Work instruction: Copy the data that follows exactly. Include no pictures.

Input data:
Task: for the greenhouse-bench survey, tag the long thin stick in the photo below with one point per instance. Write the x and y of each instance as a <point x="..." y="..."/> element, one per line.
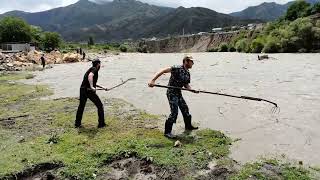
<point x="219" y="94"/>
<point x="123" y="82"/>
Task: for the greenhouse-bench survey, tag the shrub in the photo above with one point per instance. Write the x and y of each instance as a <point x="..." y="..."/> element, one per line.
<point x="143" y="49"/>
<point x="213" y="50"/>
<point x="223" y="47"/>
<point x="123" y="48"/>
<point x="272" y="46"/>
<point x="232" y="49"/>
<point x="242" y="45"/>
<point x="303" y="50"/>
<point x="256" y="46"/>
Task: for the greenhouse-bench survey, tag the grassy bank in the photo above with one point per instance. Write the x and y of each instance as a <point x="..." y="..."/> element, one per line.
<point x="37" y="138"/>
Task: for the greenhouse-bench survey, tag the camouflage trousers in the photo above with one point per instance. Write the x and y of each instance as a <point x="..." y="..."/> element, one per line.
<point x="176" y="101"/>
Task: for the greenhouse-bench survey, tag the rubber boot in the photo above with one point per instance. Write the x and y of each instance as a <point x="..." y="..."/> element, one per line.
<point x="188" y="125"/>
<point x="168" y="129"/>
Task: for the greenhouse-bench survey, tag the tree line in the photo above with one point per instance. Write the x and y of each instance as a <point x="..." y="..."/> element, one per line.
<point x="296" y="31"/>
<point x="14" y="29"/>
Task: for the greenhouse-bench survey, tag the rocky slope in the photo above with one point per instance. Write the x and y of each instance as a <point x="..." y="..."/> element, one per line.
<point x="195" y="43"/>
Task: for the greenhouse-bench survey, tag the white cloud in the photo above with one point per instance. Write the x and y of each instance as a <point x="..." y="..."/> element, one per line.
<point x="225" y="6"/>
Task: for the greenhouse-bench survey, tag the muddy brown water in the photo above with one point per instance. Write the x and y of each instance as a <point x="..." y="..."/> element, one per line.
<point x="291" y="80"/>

Result of this task:
Task: for the greenhouse-bench survey, tag the long thin stick in the photo below with one point per instance. Write the x and y of each instance as a <point x="..." y="..."/> element, one per line.
<point x="219" y="94"/>
<point x="123" y="82"/>
Task: for the greenhouse-bench survey, tag the shrub in the photo above with one point per instance. Write the x and y of each instance as a <point x="..." y="..."/> element, one per line.
<point x="143" y="49"/>
<point x="213" y="50"/>
<point x="223" y="47"/>
<point x="123" y="48"/>
<point x="272" y="46"/>
<point x="232" y="49"/>
<point x="242" y="45"/>
<point x="303" y="50"/>
<point x="256" y="46"/>
Task: for the greenhouse-bench survey, tag the grassy bank in the photo above with one point per instance. Write the x and y of each instance as a <point x="..." y="..."/> element, one per line.
<point x="37" y="138"/>
Task: for the greenhouse-bench survey, tag the camouflage trousers in the photo above with one point per instance. Write the x and y of each instance as a <point x="..." y="..."/> element, one per line.
<point x="176" y="101"/>
Task: for the greenhouse-bench survey, tag the rubber boot in the photo above with one point per instance. Write the x and y of each instance as a <point x="..." y="..."/> element, one per line.
<point x="188" y="125"/>
<point x="168" y="129"/>
Task: for the greenhouse-bench survey, tag the tree line in the photo above with one point per instance. Write the x and y of each instance as a <point x="..." y="..."/> element, one per line.
<point x="296" y="31"/>
<point x="14" y="29"/>
Task: for the greenhouse-bench survey, tag the rocky slope in the photo above with one point per instance. Write the x and y of each instance as a <point x="..." y="..."/> element, one per line.
<point x="195" y="43"/>
Task: for the greenhouse-bench survey, tag the white cloud in the photo above with one point per instance. Write the x and y of each instance as a <point x="..." y="..."/> element, one per line.
<point x="225" y="6"/>
Task: for the greenhouse-bench survey, tag the muddy brown water in the photo above with one point per instance. Write the x and y of each instance as a <point x="..." y="..."/> element, one per line.
<point x="291" y="80"/>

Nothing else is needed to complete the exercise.